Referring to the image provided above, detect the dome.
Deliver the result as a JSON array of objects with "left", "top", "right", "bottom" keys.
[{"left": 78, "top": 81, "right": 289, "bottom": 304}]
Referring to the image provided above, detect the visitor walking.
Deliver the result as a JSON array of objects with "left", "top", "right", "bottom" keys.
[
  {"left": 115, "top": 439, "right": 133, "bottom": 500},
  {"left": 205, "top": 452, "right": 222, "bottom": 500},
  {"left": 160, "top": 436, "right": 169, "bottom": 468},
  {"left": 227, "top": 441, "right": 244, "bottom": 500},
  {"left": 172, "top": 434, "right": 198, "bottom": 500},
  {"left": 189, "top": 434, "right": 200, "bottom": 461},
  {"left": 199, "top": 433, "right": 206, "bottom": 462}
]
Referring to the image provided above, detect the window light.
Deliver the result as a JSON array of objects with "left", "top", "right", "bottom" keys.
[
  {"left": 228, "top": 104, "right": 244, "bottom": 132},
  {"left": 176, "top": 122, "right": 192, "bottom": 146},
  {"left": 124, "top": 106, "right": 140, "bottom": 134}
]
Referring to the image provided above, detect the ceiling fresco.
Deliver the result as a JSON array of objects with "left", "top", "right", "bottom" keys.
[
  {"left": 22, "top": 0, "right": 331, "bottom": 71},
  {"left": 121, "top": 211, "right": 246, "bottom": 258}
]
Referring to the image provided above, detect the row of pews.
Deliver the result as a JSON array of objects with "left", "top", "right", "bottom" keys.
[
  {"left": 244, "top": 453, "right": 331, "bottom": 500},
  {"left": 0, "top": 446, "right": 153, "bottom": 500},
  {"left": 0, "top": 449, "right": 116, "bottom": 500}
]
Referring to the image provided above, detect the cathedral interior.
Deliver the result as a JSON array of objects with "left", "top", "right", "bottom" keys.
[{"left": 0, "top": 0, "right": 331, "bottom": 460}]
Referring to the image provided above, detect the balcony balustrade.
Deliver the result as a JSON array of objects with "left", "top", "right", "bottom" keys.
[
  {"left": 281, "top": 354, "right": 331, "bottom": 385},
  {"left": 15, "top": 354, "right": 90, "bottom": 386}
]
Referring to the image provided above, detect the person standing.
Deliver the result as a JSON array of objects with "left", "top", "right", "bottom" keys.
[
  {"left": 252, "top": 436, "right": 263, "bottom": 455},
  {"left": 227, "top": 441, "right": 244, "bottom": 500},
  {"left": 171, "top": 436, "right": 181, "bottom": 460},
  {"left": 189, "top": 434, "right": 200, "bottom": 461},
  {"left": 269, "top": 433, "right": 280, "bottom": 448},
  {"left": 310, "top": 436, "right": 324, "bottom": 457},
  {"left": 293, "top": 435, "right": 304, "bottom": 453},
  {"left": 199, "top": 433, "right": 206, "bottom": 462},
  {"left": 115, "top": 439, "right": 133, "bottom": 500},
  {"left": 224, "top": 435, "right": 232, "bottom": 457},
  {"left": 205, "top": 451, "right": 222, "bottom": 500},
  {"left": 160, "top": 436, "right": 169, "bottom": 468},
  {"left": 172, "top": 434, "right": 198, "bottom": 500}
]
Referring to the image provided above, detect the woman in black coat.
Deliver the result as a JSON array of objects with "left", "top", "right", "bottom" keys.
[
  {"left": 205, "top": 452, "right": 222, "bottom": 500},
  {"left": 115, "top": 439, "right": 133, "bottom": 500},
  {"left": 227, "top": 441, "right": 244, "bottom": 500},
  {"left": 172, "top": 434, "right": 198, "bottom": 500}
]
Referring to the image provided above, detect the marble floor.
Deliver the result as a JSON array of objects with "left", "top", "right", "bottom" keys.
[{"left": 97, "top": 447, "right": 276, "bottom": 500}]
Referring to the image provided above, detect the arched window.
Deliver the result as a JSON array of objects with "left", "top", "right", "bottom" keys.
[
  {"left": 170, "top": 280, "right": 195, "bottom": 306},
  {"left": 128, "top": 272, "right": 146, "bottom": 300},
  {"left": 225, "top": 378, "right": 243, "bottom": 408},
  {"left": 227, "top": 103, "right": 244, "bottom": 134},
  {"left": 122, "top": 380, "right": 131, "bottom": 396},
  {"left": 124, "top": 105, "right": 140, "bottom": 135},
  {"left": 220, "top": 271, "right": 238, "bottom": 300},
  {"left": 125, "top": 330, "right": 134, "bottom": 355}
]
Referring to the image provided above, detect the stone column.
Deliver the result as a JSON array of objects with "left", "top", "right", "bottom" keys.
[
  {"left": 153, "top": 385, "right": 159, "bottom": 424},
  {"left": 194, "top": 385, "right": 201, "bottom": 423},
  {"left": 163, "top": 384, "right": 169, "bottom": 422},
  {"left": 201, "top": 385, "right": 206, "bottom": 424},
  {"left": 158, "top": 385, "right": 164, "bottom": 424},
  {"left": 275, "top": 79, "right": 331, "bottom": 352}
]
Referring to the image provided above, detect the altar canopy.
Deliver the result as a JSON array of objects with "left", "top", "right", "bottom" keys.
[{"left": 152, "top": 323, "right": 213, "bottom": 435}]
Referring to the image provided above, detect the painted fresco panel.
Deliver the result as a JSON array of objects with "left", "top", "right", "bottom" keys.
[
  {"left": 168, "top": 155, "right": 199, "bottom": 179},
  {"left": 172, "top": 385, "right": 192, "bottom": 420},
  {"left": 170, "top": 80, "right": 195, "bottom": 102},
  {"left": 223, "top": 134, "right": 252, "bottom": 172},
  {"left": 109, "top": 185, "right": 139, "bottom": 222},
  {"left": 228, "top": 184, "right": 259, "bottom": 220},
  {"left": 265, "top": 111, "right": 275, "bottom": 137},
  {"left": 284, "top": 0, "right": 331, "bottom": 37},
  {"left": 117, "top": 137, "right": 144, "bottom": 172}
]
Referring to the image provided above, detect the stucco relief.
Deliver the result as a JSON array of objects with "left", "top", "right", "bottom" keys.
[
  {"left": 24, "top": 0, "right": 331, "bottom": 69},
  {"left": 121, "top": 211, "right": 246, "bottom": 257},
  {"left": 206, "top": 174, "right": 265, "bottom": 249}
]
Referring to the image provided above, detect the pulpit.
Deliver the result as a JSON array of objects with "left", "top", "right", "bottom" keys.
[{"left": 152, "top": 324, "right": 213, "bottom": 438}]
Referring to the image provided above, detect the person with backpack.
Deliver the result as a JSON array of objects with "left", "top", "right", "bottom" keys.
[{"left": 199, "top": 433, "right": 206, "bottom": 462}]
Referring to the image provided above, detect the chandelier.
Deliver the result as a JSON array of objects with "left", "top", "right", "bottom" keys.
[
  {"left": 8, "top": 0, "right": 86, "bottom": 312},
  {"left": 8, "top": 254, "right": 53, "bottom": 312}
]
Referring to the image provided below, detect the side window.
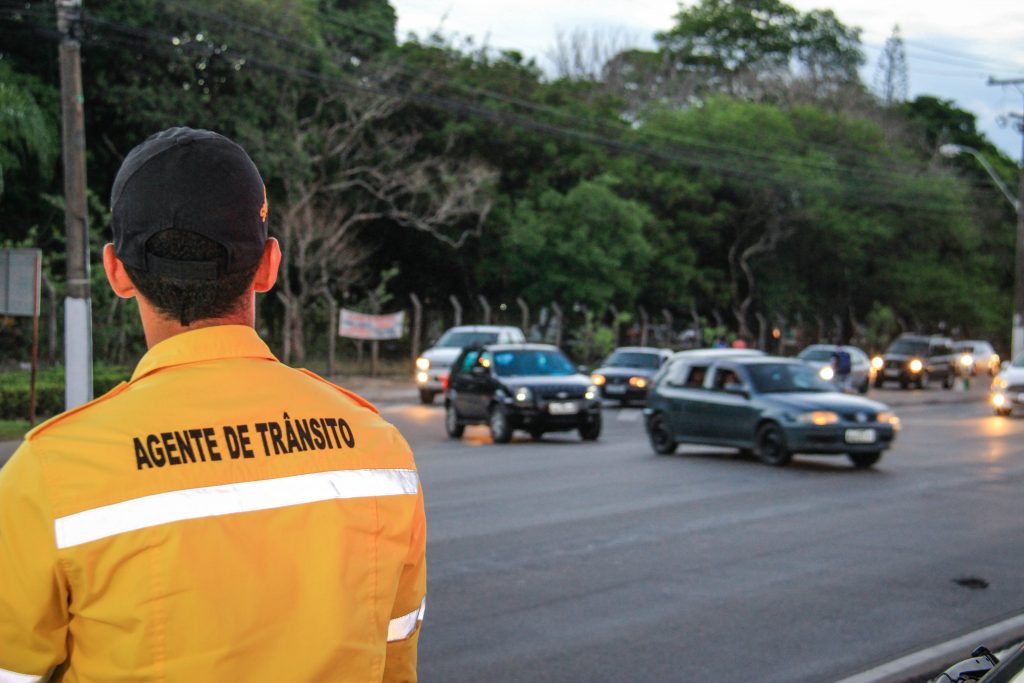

- - -

**To do**. Rescale everything from the line containing "Referring to the image provided above, detect the person with" down to the end of the entries above, requests included, multiplying each bounding-box coordinate in the answers by 0.9 and rounding to whole numbers, with halves rounded up. Leave the pictures out of your answer.

**Answer to this problem**.
Referring to the image provided above, detect the person with backpack.
Deliver the result as a JSON array of objects with "left", "top", "right", "bottom" keys.
[{"left": 179, "top": 390, "right": 185, "bottom": 416}]
Referring to the image provided above, detect the chandelier.
Deliver the result as a JSON array of objects with "left", "top", "right", "bottom" keys.
[
  {"left": 7, "top": 0, "right": 77, "bottom": 281},
  {"left": 7, "top": 229, "right": 48, "bottom": 281}
]
Referring to the image provided below, detect the side window.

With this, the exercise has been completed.